→ **Instruction**:
Rewrite the lines between the one holding "Would you please pick out the asphalt" and the one holding "point(55, 457)", inclusive, requests included, and shift every coordinate in the answer points up by 94.

# START OF Supplied records

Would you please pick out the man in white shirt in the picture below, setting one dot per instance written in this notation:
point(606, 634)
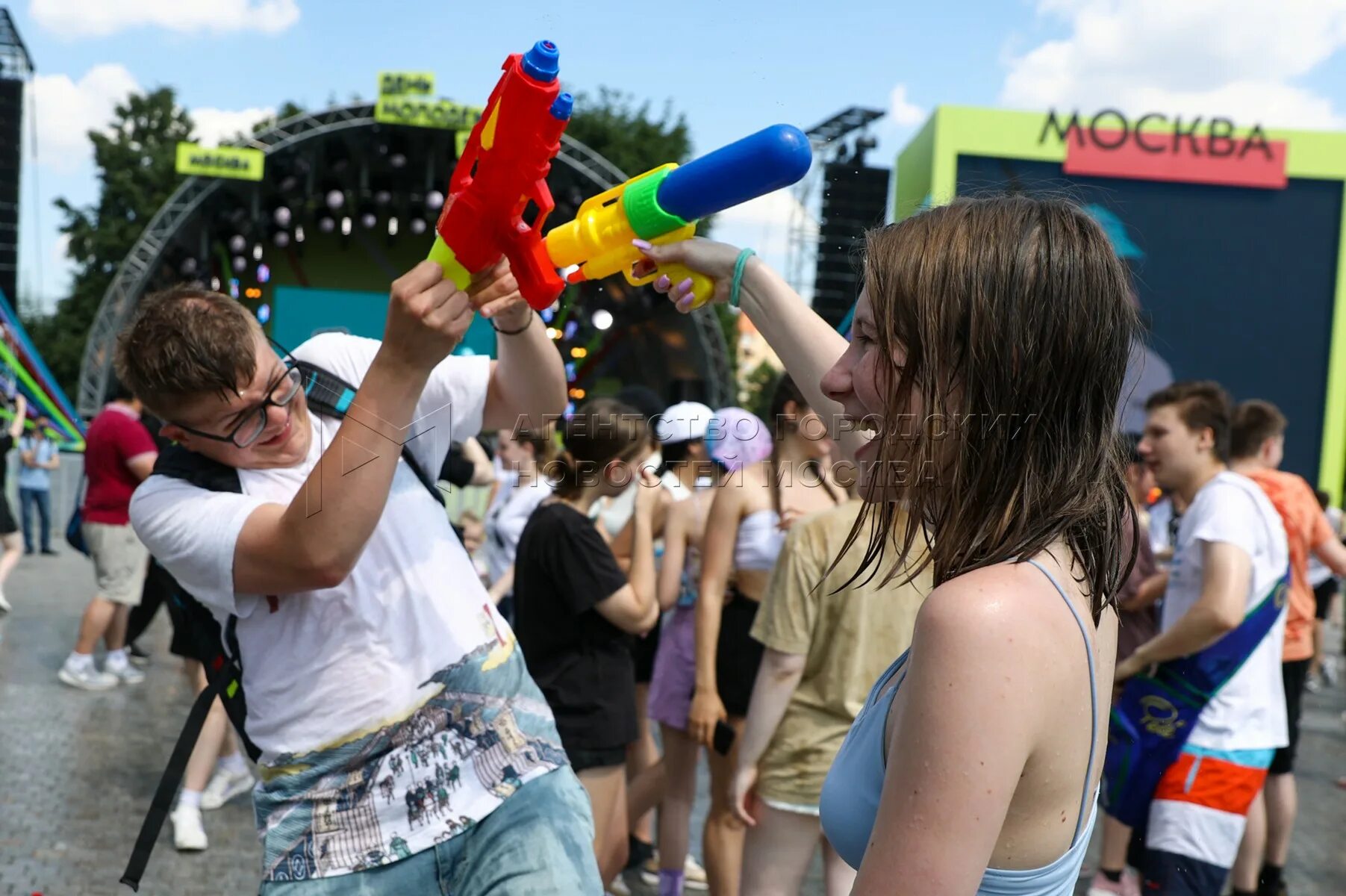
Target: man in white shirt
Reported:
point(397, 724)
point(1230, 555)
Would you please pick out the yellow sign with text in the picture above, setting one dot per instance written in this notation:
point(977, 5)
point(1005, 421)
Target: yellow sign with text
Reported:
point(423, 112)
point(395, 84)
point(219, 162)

# END OF Supplied records
# START OF Supplied records

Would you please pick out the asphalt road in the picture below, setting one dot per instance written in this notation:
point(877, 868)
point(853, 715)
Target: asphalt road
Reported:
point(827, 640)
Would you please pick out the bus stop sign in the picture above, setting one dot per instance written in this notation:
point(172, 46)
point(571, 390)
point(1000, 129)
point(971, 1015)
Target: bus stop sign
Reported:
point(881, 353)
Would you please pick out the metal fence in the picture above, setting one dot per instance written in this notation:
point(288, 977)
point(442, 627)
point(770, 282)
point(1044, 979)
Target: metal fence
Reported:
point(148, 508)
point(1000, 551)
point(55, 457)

# END OF Supplied records

→ **Reply**:
Would you please pick out the asphalt road in the picture below, setting one dot per instance written in this notation:
point(877, 868)
point(853, 715)
Target: asphalt road
Reported:
point(921, 734)
Would you please pick out the bus stop sign in the picture above, setting one dot per instance written in this notation:
point(172, 46)
point(571, 390)
point(1000, 129)
point(971, 1015)
Target: bus stop sign
Reported:
point(975, 447)
Would you please pick out the metal fence in the picture above, setting one dot per instance written in this notation:
point(288, 977)
point(442, 627)
point(770, 282)
point(1044, 979)
Target: metal fence
Reported:
point(242, 602)
point(1094, 645)
point(149, 551)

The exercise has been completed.